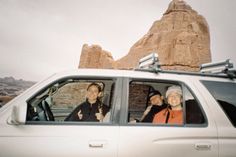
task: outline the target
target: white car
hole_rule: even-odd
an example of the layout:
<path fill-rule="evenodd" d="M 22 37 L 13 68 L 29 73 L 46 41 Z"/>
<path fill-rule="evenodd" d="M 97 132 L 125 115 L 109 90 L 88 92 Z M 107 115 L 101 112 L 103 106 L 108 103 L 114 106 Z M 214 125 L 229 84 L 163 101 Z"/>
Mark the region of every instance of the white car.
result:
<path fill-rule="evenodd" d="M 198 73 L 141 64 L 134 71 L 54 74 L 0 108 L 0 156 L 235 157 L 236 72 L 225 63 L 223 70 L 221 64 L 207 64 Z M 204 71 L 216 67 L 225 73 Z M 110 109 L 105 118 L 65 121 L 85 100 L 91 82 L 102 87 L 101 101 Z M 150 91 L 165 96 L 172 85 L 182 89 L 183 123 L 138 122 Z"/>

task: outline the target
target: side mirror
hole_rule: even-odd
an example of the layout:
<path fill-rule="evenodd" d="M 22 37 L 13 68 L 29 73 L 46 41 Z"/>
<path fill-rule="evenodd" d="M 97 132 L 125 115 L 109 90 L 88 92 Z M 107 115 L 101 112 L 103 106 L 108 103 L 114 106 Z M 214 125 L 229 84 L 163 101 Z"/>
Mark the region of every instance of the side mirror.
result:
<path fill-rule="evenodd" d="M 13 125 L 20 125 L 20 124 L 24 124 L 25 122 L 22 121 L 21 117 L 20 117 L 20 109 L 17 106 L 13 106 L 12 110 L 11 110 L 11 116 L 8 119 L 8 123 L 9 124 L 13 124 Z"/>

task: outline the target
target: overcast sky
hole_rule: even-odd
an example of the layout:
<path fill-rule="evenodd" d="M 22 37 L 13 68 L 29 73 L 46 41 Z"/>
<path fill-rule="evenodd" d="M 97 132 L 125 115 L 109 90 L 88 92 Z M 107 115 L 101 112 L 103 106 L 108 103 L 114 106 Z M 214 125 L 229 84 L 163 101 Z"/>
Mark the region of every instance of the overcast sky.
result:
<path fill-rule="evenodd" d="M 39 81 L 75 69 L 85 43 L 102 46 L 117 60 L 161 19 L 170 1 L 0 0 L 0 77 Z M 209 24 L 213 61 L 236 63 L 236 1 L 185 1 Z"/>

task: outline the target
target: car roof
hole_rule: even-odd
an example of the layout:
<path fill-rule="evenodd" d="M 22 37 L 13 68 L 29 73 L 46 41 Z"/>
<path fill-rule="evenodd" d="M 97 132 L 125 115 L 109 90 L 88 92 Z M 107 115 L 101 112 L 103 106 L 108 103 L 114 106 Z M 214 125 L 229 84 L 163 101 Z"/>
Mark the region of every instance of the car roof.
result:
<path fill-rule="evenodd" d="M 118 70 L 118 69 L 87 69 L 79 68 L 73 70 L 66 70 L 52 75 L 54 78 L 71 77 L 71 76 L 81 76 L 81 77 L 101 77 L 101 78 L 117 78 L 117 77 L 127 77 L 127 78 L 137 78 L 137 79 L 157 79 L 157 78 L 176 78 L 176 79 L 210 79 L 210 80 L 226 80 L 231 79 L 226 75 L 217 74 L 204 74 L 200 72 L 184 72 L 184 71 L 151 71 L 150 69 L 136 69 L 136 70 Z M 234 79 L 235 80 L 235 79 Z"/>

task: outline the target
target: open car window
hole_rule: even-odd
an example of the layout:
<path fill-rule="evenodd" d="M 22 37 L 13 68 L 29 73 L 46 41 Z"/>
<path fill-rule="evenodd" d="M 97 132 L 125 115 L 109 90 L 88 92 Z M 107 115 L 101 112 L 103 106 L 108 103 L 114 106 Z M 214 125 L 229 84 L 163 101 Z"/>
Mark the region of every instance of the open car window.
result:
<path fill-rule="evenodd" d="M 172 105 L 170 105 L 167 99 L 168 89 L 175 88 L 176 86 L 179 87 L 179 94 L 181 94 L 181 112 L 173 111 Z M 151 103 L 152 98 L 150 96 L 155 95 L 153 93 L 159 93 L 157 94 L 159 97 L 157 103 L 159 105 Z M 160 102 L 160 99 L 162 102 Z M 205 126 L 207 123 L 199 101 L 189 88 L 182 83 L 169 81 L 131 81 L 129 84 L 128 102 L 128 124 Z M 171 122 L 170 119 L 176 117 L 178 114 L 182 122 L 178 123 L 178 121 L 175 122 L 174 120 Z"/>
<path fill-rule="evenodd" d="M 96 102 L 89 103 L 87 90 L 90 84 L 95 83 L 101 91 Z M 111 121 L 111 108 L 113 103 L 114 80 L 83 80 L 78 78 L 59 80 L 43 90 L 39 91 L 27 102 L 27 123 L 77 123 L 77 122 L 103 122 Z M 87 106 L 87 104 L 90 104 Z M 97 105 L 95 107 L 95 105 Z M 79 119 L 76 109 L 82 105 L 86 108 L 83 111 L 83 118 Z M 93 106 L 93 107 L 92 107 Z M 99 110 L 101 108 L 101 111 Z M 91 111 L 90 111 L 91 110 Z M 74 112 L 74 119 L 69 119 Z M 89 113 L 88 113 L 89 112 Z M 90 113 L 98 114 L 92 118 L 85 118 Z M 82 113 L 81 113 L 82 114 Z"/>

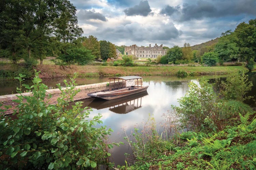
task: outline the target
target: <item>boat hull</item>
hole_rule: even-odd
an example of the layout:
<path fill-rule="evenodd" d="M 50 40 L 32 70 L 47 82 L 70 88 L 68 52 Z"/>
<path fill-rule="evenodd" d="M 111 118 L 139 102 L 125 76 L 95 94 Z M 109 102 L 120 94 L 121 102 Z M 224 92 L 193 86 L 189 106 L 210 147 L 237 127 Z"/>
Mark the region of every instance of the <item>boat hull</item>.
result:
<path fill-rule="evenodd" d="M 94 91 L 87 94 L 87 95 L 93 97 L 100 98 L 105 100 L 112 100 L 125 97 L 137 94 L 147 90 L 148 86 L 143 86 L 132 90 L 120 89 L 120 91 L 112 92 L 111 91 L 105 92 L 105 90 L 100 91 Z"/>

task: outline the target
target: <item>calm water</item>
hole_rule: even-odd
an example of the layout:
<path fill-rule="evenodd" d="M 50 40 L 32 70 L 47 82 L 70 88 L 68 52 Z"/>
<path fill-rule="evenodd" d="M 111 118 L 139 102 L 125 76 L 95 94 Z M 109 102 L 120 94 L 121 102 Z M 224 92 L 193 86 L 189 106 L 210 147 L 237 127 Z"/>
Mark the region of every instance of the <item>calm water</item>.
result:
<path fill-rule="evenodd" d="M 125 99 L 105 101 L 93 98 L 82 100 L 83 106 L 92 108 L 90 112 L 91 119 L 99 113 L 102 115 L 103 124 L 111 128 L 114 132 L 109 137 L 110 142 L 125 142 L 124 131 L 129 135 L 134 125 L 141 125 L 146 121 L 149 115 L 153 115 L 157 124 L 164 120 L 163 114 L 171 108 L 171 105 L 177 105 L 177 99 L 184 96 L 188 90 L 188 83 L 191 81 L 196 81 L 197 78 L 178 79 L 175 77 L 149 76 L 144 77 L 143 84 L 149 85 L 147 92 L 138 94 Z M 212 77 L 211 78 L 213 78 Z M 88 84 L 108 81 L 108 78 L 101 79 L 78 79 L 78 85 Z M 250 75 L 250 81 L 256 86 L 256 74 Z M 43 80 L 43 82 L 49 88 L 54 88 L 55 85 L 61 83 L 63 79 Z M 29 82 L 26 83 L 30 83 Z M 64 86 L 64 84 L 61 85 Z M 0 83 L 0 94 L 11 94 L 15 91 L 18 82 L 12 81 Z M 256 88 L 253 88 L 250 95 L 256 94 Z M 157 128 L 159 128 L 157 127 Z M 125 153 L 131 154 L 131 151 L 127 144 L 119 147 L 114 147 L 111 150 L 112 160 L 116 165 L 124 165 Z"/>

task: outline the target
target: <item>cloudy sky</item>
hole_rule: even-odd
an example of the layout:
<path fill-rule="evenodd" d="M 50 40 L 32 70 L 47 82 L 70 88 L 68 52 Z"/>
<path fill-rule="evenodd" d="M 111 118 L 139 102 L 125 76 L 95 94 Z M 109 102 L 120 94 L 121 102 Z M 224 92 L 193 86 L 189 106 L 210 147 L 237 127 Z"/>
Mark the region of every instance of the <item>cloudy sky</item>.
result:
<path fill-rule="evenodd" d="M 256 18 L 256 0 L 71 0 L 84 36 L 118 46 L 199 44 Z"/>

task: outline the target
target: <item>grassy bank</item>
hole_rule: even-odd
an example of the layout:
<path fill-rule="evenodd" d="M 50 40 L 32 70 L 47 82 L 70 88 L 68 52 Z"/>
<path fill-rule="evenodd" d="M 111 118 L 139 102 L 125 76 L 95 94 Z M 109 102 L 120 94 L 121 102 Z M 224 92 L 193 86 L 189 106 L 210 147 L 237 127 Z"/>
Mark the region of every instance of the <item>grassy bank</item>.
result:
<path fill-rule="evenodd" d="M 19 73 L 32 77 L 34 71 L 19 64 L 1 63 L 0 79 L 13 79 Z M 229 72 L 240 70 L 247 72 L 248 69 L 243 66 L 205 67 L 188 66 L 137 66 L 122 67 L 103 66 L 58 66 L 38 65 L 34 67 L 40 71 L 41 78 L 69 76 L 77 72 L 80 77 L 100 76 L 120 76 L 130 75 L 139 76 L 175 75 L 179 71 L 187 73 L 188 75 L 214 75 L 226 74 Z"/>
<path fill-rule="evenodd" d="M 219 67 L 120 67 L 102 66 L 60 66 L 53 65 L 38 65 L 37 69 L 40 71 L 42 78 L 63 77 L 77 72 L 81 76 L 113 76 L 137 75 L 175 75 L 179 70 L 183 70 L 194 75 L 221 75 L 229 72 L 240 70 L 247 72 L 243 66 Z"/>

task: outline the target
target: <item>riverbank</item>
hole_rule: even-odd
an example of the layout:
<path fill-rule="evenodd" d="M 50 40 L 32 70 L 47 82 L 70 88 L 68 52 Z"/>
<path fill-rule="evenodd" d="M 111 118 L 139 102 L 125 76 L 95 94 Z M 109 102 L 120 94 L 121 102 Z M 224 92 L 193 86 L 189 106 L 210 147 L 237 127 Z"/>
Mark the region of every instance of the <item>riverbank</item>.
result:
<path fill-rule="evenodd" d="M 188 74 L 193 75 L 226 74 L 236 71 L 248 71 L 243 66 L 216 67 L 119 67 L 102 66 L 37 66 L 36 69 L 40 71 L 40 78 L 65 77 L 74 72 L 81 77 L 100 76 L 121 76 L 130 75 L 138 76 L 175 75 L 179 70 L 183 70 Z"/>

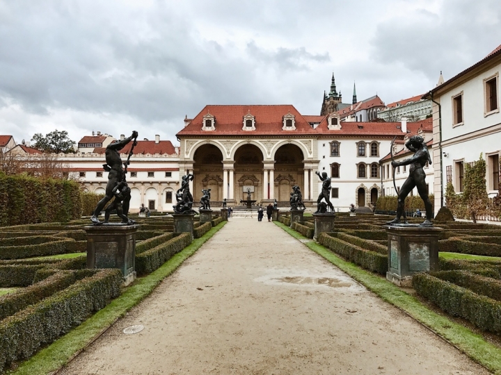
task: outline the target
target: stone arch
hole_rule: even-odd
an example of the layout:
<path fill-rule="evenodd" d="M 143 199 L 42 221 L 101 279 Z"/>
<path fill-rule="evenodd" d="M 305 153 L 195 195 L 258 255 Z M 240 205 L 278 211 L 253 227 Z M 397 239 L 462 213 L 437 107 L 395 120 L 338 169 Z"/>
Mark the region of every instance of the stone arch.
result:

........

Copy the stretch from the start of the records through the line containing "85 43 L 102", leaving the pictures out.

● The answer:
task: outline the target
target: white car
hole_rule: even-odd
an example of the layout:
<path fill-rule="evenodd" d="M 22 37 L 13 68 L 29 73 L 46 41 Z"/>
<path fill-rule="evenodd" d="M 97 132 L 125 115 L 109 90 L 88 92 Z M 107 115 L 101 112 L 103 106 L 108 103 L 114 106 Z M 214 125 L 229 84 L 163 101 Z"/>
Mark the region of every instance of the white car.
result:
<path fill-rule="evenodd" d="M 198 73 L 141 64 L 134 71 L 54 74 L 0 108 L 0 156 L 235 157 L 236 72 L 225 63 L 223 70 L 221 64 L 207 64 Z M 204 71 L 216 67 L 225 73 Z M 110 109 L 105 118 L 65 121 L 85 100 L 91 82 L 102 87 L 101 101 Z M 150 91 L 165 96 L 172 85 L 182 89 L 183 123 L 138 122 Z"/>

task: outline the target
target: side mirror
hole_rule: even-odd
an example of the layout:
<path fill-rule="evenodd" d="M 22 37 L 13 68 L 29 73 L 46 41 Z"/>
<path fill-rule="evenodd" d="M 97 132 L 125 115 L 109 90 L 88 92 Z M 107 115 L 101 112 L 103 106 L 108 103 L 114 106 Z M 214 125 L 229 84 L 163 101 Z"/>
Mark the region of every instance of the side mirror.
result:
<path fill-rule="evenodd" d="M 13 125 L 20 125 L 20 124 L 24 124 L 25 122 L 22 121 L 21 117 L 20 117 L 20 109 L 17 106 L 13 106 L 12 110 L 11 110 L 11 116 L 8 119 L 8 123 L 9 124 L 13 124 Z"/>

task: outline the target
target: overcast sky
hole_rule: even-odd
an example of the layout:
<path fill-rule="evenodd" d="M 22 37 L 13 68 L 29 73 L 46 41 Z"/>
<path fill-rule="evenodd" d="M 97 132 L 125 115 L 109 90 L 88 92 Z M 107 115 L 101 112 L 103 106 L 108 103 L 114 106 Z M 214 125 L 229 84 L 163 101 Z"/>
Mark the region of every instance of the overcast sky.
result:
<path fill-rule="evenodd" d="M 39 81 L 75 69 L 85 43 L 102 46 L 117 60 L 161 19 L 170 1 L 0 0 L 0 77 Z M 209 24 L 213 61 L 236 63 L 236 1 L 185 1 Z"/>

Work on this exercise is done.